**TRECHO DO TEXTO**:

###

Os “memes” que tomaram
conta das redes sociais com afirmações de que Dilma ou Aécio têm relação com o
ocorrido, que esses dois presidenciáveis é que deveriam ter morrido, além de
críticas de que só foi Eduardo Campos morrer para sua vida se tornar ilibada e
livre de críticas, além da relação do fato com a Lei Federal nº 12.970, que
dificulta acesso a informações em casos de acidentes com aviões no Brasil ––
sancionada no último dia 9 pela presidente Dilma Rousseff e que realmente
carece de debate aprofundado –– só escancaram o quanto parte considerável da
nossa sociedade ainda engatinha no que se refere à consciência de para quê a
tecnologia pode nos ser útil.

###

**Uma série de registros**:
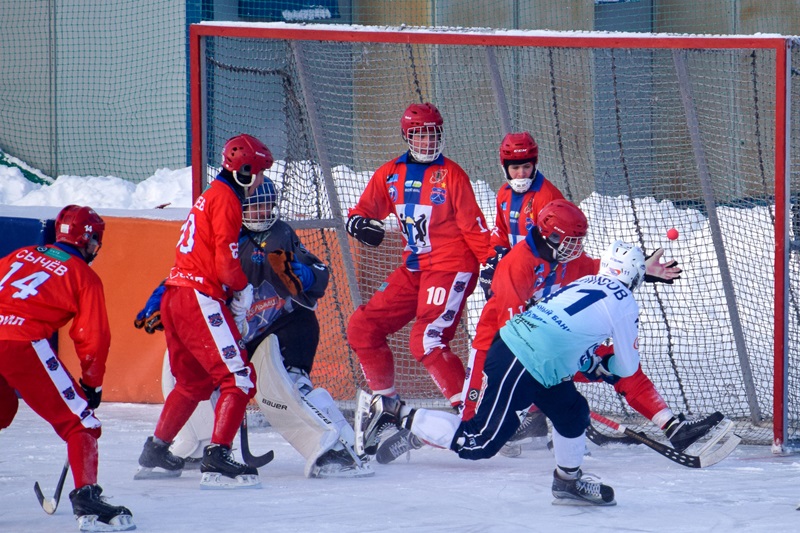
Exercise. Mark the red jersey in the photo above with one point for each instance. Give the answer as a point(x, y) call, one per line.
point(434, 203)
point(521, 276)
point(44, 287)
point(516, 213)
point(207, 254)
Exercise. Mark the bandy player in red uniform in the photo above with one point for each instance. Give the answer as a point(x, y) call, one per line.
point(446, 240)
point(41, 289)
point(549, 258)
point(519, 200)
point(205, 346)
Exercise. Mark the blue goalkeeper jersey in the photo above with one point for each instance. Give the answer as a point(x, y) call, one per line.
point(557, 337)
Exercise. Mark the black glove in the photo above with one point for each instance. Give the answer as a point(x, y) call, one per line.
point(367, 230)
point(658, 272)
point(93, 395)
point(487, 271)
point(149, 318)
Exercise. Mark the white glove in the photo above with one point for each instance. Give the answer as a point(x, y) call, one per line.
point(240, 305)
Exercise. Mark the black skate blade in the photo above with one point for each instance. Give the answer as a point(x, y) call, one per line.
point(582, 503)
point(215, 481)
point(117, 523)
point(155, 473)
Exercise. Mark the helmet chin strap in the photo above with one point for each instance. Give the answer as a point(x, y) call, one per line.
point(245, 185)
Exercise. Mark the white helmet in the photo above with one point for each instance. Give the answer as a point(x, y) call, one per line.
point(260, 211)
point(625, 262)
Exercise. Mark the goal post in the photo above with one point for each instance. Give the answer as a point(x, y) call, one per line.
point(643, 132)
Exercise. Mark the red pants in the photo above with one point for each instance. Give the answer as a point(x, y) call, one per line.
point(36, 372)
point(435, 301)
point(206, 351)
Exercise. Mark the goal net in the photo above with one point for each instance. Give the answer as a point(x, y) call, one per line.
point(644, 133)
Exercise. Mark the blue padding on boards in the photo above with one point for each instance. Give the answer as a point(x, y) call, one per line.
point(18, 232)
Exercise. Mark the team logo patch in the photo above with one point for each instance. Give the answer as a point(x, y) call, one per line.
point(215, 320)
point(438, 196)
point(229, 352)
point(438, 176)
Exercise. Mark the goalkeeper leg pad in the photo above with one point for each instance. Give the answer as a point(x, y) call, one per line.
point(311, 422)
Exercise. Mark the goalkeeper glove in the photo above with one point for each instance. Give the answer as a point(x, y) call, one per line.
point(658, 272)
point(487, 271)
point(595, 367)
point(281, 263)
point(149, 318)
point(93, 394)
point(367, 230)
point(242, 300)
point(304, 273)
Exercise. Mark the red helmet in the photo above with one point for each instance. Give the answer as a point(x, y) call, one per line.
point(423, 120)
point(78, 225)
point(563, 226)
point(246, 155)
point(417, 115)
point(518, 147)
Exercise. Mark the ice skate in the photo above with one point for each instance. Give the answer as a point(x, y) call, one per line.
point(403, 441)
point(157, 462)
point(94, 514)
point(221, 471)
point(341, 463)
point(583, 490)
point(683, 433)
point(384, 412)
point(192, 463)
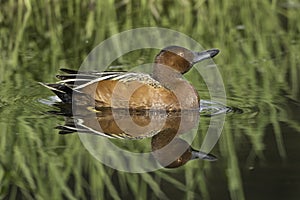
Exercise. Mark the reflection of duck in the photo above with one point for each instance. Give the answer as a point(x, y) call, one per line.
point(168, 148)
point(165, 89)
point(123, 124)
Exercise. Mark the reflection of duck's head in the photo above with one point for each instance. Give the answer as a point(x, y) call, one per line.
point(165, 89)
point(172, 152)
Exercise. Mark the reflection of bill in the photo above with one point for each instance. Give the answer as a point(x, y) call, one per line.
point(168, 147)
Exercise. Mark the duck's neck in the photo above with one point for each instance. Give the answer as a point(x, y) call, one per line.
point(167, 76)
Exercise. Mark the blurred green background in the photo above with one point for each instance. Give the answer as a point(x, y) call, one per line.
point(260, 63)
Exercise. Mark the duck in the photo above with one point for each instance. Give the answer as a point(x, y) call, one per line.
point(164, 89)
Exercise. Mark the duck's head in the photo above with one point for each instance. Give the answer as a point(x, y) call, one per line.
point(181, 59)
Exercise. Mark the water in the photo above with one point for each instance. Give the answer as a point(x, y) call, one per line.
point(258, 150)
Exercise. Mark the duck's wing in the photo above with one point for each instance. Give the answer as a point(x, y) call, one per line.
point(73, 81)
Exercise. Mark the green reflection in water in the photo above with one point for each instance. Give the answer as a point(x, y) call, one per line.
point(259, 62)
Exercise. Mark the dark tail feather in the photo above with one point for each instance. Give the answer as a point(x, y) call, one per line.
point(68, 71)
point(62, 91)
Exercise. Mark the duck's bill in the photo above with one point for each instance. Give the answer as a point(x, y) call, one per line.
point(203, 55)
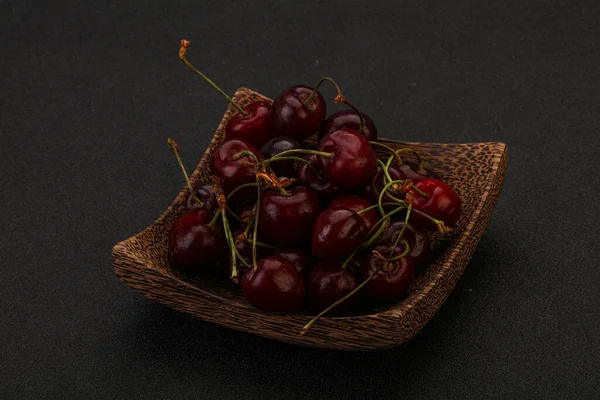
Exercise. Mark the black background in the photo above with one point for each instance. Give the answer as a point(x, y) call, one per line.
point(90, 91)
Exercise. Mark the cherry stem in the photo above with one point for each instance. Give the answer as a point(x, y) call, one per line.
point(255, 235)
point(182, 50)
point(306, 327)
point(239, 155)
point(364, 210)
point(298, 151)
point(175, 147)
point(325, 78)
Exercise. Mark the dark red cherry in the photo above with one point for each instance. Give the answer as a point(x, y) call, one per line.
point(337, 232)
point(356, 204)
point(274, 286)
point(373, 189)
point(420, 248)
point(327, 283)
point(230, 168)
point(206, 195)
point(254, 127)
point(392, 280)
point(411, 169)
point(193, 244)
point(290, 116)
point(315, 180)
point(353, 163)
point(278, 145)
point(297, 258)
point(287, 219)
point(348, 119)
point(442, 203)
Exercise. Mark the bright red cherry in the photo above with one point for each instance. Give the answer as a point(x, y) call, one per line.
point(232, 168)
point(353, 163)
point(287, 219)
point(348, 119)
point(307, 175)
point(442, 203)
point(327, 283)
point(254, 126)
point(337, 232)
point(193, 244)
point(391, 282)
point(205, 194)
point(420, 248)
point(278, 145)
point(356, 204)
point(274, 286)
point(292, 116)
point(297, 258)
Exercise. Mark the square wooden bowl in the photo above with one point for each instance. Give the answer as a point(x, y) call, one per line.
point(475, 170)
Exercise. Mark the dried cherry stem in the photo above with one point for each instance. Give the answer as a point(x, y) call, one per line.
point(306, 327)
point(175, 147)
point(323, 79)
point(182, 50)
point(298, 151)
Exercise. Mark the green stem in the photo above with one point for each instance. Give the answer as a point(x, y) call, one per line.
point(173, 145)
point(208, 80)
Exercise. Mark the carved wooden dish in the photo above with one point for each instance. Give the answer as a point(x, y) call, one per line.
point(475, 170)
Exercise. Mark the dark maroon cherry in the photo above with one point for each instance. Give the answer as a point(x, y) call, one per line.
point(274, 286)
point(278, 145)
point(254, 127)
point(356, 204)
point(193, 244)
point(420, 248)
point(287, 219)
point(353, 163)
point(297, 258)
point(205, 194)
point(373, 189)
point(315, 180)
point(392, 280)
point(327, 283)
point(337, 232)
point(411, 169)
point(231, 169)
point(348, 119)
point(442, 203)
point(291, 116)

###

Imprima o trecho sobre os memes nas redes sociais por inteiro, sem mudar nada. A listagem não entra nesta tarefa.

**RESOLUÇÃO DA TAREFA**:
Os “memes” que tomaram
conta das redes sociais com afirmações de que Dilma ou Aécio têm relação com o
ocorrido, que esses dois presidenciáveis é que deveriam ter morrido, além de
críticas de que só foi Eduardo Campos morrer para sua vida se tornar ilibada e
livre de críticas, além da relação do fato com a Lei Federal nº 12.970, que
dificulta acesso a informações em casos de acidentes com aviões no Brasil ––
sancionada no último dia 9 pela presidente Dilma Rousseff e que realmente
carece de debate aprofundado –– só escancaram o quanto parte considerável da
nossa sociedade ainda engatinha no que se refere à consciência de para quê a
tecnologia pode nos ser útil.